**Prompt**
Write each line out again exactly as written.

**Excerpted records**
****************************************
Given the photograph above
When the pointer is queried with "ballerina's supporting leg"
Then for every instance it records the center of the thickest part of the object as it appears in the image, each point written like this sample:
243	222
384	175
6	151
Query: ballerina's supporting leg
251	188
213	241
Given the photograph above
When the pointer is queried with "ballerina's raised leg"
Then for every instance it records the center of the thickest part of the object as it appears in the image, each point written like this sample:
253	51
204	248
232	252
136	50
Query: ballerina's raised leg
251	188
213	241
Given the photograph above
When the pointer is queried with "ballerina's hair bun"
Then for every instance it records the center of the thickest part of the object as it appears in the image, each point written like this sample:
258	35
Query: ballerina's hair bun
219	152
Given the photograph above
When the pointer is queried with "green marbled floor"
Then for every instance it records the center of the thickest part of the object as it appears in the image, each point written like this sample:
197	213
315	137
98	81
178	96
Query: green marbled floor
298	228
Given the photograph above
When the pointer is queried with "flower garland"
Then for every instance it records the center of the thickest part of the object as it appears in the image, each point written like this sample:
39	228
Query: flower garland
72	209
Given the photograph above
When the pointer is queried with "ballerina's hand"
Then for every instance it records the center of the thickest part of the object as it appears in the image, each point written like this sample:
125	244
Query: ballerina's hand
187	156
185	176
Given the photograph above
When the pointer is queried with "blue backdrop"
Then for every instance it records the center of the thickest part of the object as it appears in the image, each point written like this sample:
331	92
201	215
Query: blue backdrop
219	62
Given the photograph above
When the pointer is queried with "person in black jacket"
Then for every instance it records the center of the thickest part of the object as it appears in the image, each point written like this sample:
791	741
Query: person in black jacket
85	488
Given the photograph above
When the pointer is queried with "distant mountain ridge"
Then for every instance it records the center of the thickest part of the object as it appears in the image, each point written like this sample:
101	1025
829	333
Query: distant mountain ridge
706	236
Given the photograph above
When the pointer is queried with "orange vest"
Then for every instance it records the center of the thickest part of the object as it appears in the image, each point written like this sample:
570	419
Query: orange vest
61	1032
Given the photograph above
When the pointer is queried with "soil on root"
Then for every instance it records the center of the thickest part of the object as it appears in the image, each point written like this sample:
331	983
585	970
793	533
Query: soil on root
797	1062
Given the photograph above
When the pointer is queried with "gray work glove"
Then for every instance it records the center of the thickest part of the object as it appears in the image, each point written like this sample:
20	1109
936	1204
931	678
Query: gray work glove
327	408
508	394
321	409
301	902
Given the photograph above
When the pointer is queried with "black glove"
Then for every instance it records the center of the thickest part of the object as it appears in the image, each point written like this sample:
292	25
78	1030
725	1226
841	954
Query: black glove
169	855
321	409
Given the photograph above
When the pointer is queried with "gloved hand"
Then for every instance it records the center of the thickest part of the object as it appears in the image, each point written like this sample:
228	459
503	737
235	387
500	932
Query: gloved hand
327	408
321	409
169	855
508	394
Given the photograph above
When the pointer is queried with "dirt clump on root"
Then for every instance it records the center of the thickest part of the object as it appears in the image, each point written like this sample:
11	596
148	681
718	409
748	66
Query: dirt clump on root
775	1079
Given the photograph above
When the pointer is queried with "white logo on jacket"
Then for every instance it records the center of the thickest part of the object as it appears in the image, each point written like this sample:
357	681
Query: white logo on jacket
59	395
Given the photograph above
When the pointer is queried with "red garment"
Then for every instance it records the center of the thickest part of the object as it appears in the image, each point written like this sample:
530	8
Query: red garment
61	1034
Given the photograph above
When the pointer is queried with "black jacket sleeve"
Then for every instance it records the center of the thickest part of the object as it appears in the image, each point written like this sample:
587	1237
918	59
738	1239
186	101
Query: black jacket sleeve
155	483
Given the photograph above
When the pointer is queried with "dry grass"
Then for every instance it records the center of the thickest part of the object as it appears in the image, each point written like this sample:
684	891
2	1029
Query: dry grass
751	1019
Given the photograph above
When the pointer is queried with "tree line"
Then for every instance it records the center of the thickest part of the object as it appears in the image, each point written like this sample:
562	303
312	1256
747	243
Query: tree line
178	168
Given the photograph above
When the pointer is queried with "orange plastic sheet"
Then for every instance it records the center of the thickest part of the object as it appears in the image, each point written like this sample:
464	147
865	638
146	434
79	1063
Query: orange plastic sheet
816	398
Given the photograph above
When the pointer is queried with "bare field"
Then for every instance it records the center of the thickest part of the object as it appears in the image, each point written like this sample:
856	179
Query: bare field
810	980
****************************************
**Exercise response**
Given the photograph above
When the pointer is queried with "ballerina's supporting leg"
Then for every instance it records the center of the thickest part of the object as it appears in the image, each point written like this sample:
243	222
384	175
6	151
Query: ballerina's supporting leg
251	188
213	241
Given the photograph above
When the pointer is queried with "ballerina's raised leg"
Then for every instance it records the center of the thickest part of the object as it appears in the image, each point written like this sample:
253	51
204	248
232	252
136	50
Query: ballerina's raised leg
251	188
213	241
Given the photograph above
When the pointer is queried with "ballerina's hair bun"
Then for every instance it records the center of the thickest part of the object as it appears in the image, each point written like this sample:
258	35
Query: ballerina's hair bun
219	152
Given the photograph above
When the pointer is queried with "green marbled floor"
Then for every instance it records the center of the thickest part of the object as it appears in the image, each point written like this sample:
197	213
315	137
98	81
178	96
Query: green marbled floor
298	228
Given the photograph above
When the pointer is queried with "flower garland"
Then for every instance it records the center of the thickest part of the object as it appears in the image, each point written like this sample:
39	228
Query: flower garland
72	209
Given the photograph above
When the pointer is queried with "ballerina's hand"
Then for every instance it records the center of the thickest part of the object as it appears in the image, each point written like this sample:
125	244
Query: ballerina's hand
187	156
185	176
Given the photograph above
When the pointer is queried with "blue backdrop"
Then for every instance it records the center of the thickest part of the object as it appears in the image, each point written like this sample:
331	92
201	215
Query: blue backdrop
219	62
Given the photograph above
When the pointer is queried with "person in black jacket"
Then for every instance it records the center of the thickest part of the object as it appears in the image, each point written like this sample:
791	741
Query: person in black jacket
85	488
Given the photograph above
When the pointer is queried with "distant mountain ridge"
Then for every instance it records the center of the thickest part of the object as it appears in the image, each point written like this sample:
101	1025
829	333
Query: distant mountain ridge
706	236
Given the photograph above
When the pointer is queried with "orange vest"
Then for every instance it records the center of the thickest part of the object as it appears in the image, each point written like this sample:
570	419
Query: orange vest
61	1032
Given the photograph above
When the pointer is queried with "soil on root"
Then for every instance it records the center of the thickest part of the object as it appears in the image, each point written like this sample:
331	983
585	970
793	533
Query: soil on root
797	1062
Given the photograph above
When the pointer is queried with "gray work glove"
Then for every instance it records the center of the thickest part of the object as it appears in the image, each point written like this sample:
20	1109
936	1204
931	678
Query: gray work glove
327	408
508	394
321	409
301	902
Given the photograph above
When the pointer is queried with "black glove"
Then for every instance it records the center of the thickest part of the object as it appears in the image, each point written like this sample:
292	25
78	1030
725	1226
841	954
Query: black glove
169	855
321	409
Given the photograph above
When the pointer is queried with "gloved hand"
Then for every instance it records the center of the thickest part of the object as it appears in the image, each point written like this sample:
228	459
503	737
235	387
500	932
Query: gloved hand
327	408
321	409
169	855
508	394
Given the photograph above
When the pointer is queried with "dirt clump on root"
Then for every instance it records the center of the thickest part of the object as it appears in the image, each point written like this sample:
11	596
148	681
718	409
748	66
Query: dirt clump on root
775	1079
Given the photograph above
When the pointer is queried with "white logo on jacket"
Then for every instance it records the center of the thickest part of the object as it appears in the image, each point written like this sample:
357	681
Query: white logo on jacket
59	395
Given the photograph above
When the pointer is queried with "red garment"
Then for every instance it records the center of the thickest part of the object as it appears in the image, each point written like this sample:
530	8
Query: red garment
61	1034
Given the photograph above
When the pointer is queried with "black jacket sleeve"
Then for every instance it records the center of the thickest part of the object as it appears in the image, each point written like this sample:
587	1237
918	59
738	1239
186	101
Query: black jacket sleeve
155	483
Given the photograph above
When the pointer is queried with "dry grass"
Then for every instance it records the center of the thickest part of the object as it appears in the image, each point written like this sample:
684	891
2	1029
Query: dry grass
751	1019
Given the photograph above
When the pointer is queried with "tree line"
Then for every instance it records the center of the thickest part of the object as it appears in the image, each point written like this sample:
562	303
312	1256
747	243
Query: tree line
178	168
Given the photograph above
When the pointer is queried with "orange plastic sheet"
Then for every instance it records the center of the thickest part of the object as it appears in the image, each point written like this sample:
464	147
865	638
146	434
79	1063
Query: orange plastic sheet
816	398
Given the photograph above
When the pointer is queried with "bare field"
Then for every instance it records the center of the thickest part of the object as it appears in the image, each point written like this sample:
856	179
Query: bare field
810	980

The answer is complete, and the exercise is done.